This study aimed to identify histological determinants (uterine scar specifics) of a trial of labor after cesarean section.

Materials and methods

This prospective multicenter cohort study was conducted between January 2013 and July 2019 in the maternity hospitals No. 68 and No. 29 in Moscow. The study included 272 women who wanted to have vaginal delivery but underwent CS. Of them, 182 underwent prelabor CS (vaginal delivery was either not considered or not attempted), and 90 had intrapartum CS (vaginal delivery was attempted but converted to CS).

Inclusion criteria were a history of CS, transverse uterine incision. 1 uterine scar, regardless of the number of CS, full-term pregnancy, singleton pregnancy, placenta location outside the uterine scar, patient's desire to have natural childbirth. Exclusion criteria were more than one uterine scar after CS, uterine scar of other origin, absolute contraindications to vaginal birth, placenta previa or abnormal invasion, and multiple pregnancies.

Vaginal delivery was attempted according to the available clinical protocols [11, 12] exclusively after the woman's informed consent and ex consilio decision. The delivery was performed in a full operating room setting, continuously monitoring the functional status of the fetus and the contractile activity. Fetal size, amniotic fluid index, condition, and thickness of the lower uterine segment in the scar area were evaluated by ultrasound. The uterine artery resistance index (D, right; S, left) was determined by Doppler ultrasound.

Myometrial fragments were obtained from 117 women during scar dissection during repeated CS, fixed in 10% neutral formalin solution, and embedded in paraffin. Histological examination was performed on serial deparaffinized stained sections. We used high-tech medical equipment using a Leica DM1000 microscope with a Leica EC3 camera, at magnifications of 4×/0.10 and 10×/0.25. We used stains: 1) hematoxylin-eosin as a tissue review stain, resulting in blue or purple nuclei staining and pink or orange staining of cytoplasm; 2) Masson staining to detect fibrosis, resulting in: nuclei stained black, protoplasm stained pink, fibrin stained red, collagen and reticular fiber stained blue.

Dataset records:
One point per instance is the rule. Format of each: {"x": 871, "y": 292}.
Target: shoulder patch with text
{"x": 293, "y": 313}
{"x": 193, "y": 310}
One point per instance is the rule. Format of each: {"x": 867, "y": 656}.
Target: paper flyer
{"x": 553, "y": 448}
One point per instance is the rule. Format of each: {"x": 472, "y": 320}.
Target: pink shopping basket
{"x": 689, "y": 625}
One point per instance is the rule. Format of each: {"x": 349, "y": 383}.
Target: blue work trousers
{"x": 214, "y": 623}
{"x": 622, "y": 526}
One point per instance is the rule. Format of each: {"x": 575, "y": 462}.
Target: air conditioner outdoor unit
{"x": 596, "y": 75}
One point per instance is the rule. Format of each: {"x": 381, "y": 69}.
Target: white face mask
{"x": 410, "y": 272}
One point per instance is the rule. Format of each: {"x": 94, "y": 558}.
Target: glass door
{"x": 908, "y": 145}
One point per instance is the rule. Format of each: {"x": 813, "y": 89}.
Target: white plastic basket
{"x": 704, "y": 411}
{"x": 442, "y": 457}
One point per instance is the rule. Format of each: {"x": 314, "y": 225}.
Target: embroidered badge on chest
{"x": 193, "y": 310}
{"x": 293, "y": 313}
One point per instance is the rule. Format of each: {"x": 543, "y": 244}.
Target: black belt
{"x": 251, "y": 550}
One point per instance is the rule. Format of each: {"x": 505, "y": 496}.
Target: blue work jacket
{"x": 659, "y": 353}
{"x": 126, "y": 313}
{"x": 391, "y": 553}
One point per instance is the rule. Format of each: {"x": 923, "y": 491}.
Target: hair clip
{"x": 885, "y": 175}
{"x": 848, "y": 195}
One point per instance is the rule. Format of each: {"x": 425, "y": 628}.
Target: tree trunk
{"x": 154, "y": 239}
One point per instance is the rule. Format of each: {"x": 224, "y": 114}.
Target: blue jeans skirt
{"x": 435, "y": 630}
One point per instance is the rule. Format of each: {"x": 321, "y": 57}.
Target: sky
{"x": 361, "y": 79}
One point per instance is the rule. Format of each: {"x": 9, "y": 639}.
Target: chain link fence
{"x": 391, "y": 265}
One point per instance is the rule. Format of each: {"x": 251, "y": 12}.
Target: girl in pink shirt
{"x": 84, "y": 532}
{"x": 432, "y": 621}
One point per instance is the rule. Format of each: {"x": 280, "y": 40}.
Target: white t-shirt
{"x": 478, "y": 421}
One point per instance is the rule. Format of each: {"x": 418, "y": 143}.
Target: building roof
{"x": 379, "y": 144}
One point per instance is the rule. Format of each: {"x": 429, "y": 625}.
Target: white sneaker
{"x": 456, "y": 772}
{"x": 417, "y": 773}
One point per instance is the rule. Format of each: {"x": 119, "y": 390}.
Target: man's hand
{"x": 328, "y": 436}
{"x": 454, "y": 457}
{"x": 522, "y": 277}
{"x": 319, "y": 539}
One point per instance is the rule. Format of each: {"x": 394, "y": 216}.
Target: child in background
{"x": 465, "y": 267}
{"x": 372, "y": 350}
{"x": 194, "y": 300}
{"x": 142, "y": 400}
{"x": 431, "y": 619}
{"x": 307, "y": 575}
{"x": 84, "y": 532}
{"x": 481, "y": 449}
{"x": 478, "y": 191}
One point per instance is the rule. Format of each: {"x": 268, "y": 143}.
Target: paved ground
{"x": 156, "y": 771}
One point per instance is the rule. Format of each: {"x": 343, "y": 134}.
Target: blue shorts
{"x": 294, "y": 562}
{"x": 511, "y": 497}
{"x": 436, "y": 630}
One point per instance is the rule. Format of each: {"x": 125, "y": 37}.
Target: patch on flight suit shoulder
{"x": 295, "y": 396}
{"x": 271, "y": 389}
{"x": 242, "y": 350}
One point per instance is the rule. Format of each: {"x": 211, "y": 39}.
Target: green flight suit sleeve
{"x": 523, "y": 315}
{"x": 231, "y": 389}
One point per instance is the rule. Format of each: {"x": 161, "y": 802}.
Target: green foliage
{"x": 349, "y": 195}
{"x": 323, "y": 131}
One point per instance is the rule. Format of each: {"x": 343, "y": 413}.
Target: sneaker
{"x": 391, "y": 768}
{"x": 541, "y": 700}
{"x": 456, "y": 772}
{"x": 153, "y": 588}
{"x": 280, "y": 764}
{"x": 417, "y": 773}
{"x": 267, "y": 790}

Required actions:
1. Summarize the cesarean scar study text in two sentences.
2. According to the cesarean scar study text, how many of the women had intrapartum CS?
3. Copy the cesarean scar study text from "Materials and methods" to "converted to CS).".

Solutions to the problems:
1. This prospective multicenter cohort study, carried out from January 2013 to July 2019 in two Moscow maternity hospitals, aimed to identify histological determinants of a trial of labor after cesarean section among 272 women who wanted vaginal delivery but underwent CS. Myometrial fragments taken from 117 women during repeated CS were fixed, embedded in paraffin, and examined histologically using hematoxylin-eosin and Masson staining.

2. 90 women had intrapartum CS.

3.
Materials and methods

This prospective multicenter cohort study was conducted between January 2013 and July 2019 in the maternity hospitals No. 68 and No. 29 in Moscow. The study included 272 women who wanted to have vaginal delivery but underwent CS. Of them, 182 underwent prelabor CS (vaginal delivery was either not considered or not attempted), and 90 had intrapartum CS (vaginal delivery was attempted but converted to CS).